(Data entries)

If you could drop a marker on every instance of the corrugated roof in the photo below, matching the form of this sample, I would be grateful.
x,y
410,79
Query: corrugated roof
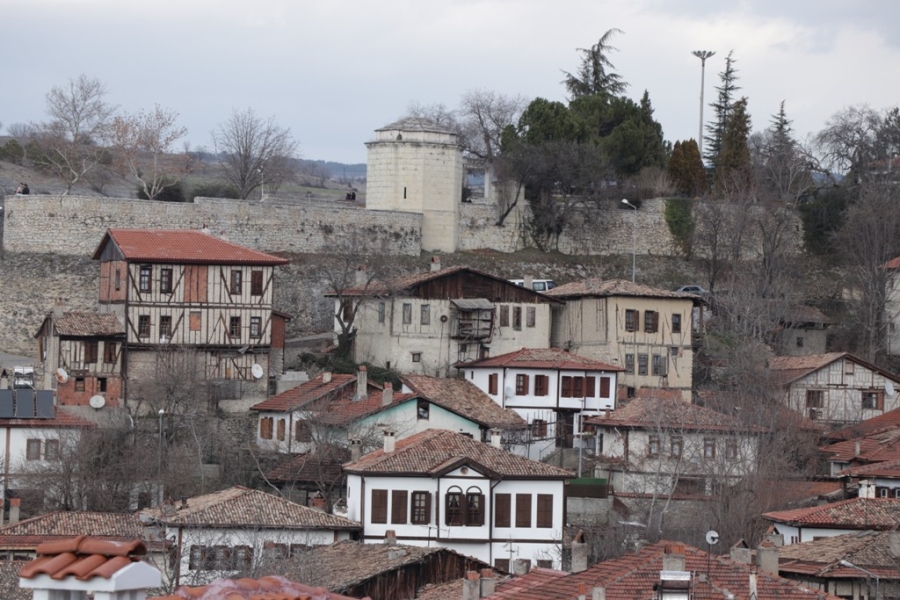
x,y
437,450
542,358
242,507
182,246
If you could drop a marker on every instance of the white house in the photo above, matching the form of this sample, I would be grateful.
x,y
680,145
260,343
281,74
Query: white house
x,y
441,487
550,388
836,388
236,530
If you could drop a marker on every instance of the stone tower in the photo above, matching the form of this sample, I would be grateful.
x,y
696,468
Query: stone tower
x,y
415,165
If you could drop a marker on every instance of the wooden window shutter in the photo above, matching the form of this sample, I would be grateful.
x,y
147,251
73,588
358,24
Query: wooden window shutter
x,y
545,510
379,506
398,506
523,510
501,510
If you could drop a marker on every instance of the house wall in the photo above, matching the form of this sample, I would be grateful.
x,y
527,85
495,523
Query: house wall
x,y
595,328
842,384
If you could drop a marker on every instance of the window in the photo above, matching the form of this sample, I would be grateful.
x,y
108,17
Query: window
x,y
521,384
165,281
235,288
653,446
379,506
631,320
523,510
545,510
144,326
90,352
815,398
110,352
651,321
660,365
165,326
33,450
676,445
502,506
144,278
256,283
709,447
398,507
541,385
421,508
642,364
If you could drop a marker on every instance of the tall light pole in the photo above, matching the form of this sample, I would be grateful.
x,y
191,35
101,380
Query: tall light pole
x,y
633,239
702,55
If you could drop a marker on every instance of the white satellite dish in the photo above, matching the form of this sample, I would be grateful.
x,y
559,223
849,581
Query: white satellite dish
x,y
257,371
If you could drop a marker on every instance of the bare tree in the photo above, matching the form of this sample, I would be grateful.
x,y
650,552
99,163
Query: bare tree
x,y
71,142
143,145
256,152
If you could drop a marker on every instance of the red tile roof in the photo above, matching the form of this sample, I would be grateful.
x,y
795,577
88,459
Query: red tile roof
x,y
437,451
83,557
264,588
542,358
181,246
242,507
856,513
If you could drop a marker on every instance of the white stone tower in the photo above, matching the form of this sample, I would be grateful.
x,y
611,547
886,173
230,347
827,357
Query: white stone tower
x,y
415,165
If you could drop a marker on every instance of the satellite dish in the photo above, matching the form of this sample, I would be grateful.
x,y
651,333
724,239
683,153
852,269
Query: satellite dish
x,y
257,371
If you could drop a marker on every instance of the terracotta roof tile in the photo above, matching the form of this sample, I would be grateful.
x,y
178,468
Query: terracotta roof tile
x,y
542,358
464,398
242,507
436,450
182,246
856,513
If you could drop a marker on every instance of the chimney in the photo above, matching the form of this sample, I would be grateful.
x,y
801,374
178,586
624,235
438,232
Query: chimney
x,y
362,384
488,583
355,450
579,553
471,586
673,560
495,438
15,505
767,558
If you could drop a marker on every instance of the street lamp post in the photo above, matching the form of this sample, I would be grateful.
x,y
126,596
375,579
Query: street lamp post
x,y
847,563
702,55
633,239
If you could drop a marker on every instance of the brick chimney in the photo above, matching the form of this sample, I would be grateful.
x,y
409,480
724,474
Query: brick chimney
x,y
362,384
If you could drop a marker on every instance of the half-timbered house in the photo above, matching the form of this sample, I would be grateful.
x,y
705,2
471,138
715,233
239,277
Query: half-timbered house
x,y
189,290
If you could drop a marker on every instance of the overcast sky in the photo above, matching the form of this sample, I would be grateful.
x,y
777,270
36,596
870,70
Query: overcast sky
x,y
333,71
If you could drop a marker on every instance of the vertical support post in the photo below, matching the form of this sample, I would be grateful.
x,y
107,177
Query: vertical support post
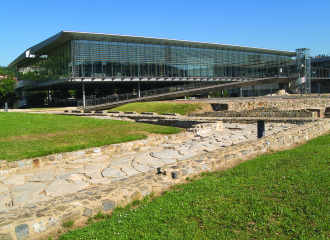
x,y
48,96
271,89
261,129
84,99
55,98
139,90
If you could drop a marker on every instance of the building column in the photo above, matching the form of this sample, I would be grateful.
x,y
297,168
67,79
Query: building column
x,y
139,90
84,99
48,96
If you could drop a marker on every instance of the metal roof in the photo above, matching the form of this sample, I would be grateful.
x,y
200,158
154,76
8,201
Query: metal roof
x,y
65,36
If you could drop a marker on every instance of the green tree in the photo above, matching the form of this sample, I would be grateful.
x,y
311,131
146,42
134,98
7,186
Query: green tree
x,y
6,91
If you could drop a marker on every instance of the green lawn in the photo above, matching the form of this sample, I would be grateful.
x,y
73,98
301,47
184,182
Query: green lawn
x,y
26,135
280,196
160,108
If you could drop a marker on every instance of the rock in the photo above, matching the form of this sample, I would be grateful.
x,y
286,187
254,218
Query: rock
x,y
129,171
121,162
81,184
93,168
60,187
146,159
22,232
5,236
167,160
104,181
3,188
186,157
145,191
66,176
113,173
166,154
142,168
32,188
108,204
136,196
42,178
52,222
88,212
72,216
14,181
76,177
39,227
94,175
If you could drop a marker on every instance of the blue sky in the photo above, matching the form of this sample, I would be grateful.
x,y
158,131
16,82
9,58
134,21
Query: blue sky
x,y
282,25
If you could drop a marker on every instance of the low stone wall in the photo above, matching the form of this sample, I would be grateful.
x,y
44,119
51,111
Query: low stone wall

### WHAT IS BEING ASKED
A copy of each line above that holds the word "below" is the expected answer.

### TASK ANSWER
If you could drop a marker on every instance of the corrugated roof in the photo below, matching the form of this sample, I would be grateful.
If you could drop a marker on every instance of the vertical support post in the photo below, matching the form of this sample, I would be grateful.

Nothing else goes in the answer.